Condense the paragraph of the text on farm inputs and transaction costs that begins "The level of input used for off-farm activities" into a short bulleted list that keeps its main facts.
::: Study text :::
The optimal condition for the allocation of those two inputs (Ld and Lb) on agricultural production is depicted in Eq. (5.11). When the households use two inputs, they will exhaustively use one particular input that gives the highest return (i.e., the input with higher elasticity) up to the point that the ratio of utilized input and the resulting marginal income between the two inputs is equal.

We can infer from Eqs. (5.10) and (5.11) that the presence of transaction costs, T, will reduce the optimal production input. Transaction costs discount the revenue from agricultural production. When the transaction costs increase, the optimal input for use in farm production will also decrease, since the actual revenue generated from the utilization of input is declining.

The condition for the optimal level of exported input for off-farm activities is given by the following equation:

$$ \frac{1}{T}\cdot {\widehat{w}}_i={\lambda}_1. $$
(5.12)

The level of input used for off-farm activities will be optimal if the marginal revenue, which is the price of the input i adjusted by transaction cost, is equal to the marginal loss of generated income due to the reduction of input i availability. If the marginal revenue earned from off-farm activities is higher than the marginal loss, the optimal choice for farm households is to keep renting out the inputs. On the other hand, if the marginal loss is higher than the expected marginal revenue from renting out the inputs, then the rational household will keep the inputs for on-farm activities. In the presence of a transaction cost , the revenue from off-farm activities will be discounted, since the household will have additional costs to reach the input market.
::: Records :::
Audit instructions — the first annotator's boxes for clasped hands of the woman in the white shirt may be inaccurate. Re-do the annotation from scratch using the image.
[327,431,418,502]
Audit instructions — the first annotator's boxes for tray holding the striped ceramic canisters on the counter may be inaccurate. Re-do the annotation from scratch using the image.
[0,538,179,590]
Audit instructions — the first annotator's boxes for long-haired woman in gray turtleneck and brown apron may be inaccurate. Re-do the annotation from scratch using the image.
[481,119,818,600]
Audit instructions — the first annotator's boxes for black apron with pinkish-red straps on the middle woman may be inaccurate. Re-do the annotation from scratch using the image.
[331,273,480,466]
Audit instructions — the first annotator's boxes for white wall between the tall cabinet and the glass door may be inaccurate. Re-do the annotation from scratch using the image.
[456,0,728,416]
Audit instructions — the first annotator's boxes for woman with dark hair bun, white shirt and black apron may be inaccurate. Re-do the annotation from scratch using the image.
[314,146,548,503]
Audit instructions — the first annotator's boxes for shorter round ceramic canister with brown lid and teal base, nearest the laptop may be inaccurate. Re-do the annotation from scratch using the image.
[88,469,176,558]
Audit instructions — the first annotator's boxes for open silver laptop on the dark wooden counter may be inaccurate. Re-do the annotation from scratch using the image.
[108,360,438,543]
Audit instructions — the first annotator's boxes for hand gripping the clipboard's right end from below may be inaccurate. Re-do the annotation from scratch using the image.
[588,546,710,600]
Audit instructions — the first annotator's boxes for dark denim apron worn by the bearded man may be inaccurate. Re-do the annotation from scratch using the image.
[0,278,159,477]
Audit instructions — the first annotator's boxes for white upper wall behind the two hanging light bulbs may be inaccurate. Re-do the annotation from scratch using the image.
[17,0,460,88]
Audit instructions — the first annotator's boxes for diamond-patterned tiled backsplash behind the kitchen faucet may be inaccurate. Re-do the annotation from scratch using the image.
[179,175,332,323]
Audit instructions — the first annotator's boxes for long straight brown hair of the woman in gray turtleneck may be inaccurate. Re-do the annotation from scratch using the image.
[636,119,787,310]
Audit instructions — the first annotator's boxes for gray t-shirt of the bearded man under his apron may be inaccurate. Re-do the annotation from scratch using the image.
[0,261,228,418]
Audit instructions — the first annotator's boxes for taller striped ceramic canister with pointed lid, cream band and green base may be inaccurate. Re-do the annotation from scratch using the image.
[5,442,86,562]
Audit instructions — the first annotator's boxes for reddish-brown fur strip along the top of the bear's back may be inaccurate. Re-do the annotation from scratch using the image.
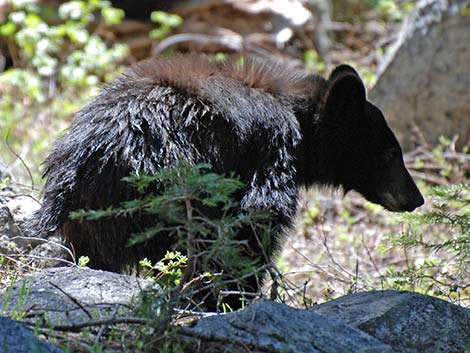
[125,55,326,102]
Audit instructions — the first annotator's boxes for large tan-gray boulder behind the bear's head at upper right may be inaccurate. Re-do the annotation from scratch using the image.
[370,0,470,146]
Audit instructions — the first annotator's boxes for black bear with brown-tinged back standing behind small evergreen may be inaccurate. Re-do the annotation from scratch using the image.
[38,55,424,302]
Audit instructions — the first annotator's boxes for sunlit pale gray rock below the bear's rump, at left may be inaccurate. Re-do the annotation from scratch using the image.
[0,267,151,325]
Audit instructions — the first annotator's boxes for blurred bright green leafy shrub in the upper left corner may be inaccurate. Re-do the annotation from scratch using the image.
[0,0,127,78]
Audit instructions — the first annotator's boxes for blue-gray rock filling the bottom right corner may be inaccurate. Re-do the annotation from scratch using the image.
[312,290,470,353]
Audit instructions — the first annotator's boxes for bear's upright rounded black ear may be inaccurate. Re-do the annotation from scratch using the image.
[325,68,366,122]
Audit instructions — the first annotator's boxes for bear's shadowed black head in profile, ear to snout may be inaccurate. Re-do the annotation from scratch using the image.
[321,65,424,212]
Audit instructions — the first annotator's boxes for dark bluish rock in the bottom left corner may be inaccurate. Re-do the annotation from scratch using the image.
[0,317,65,353]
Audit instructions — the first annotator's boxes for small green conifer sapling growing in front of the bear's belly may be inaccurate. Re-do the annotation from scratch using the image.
[72,164,272,310]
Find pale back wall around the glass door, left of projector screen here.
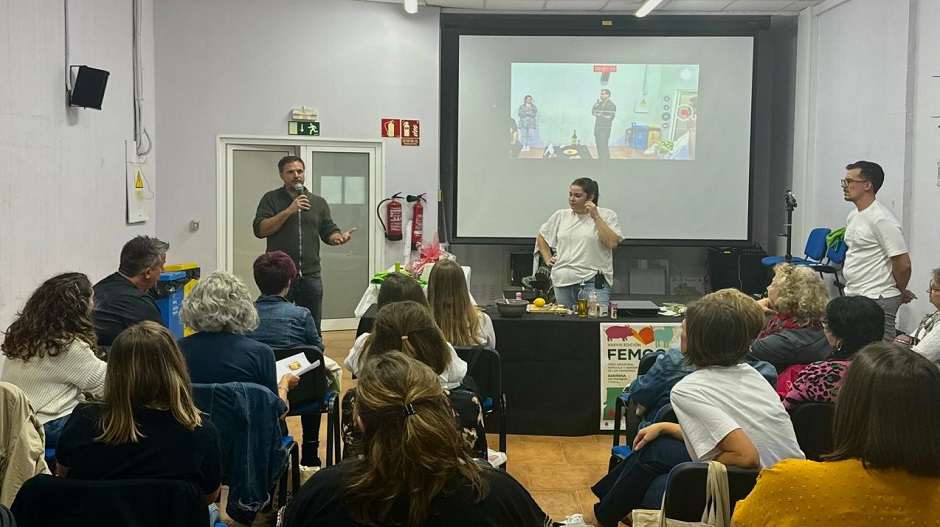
:::
Solution below:
- Input use for off-farm activities is optimal when marginal revenue equals the marginal loss of income from having less of input i available. Marginal revenue here is the price of input i adjusted by transaction cost.
- If marginal revenue from off-farm activities is higher than the marginal loss, households should keep renting out the inputs.
- If the marginal loss is higher than the expected marginal revenue from renting out, a rational household keeps the inputs for on-farm activities.
- Transaction costs discount off-farm revenue, since the household faces additional costs to reach the input market.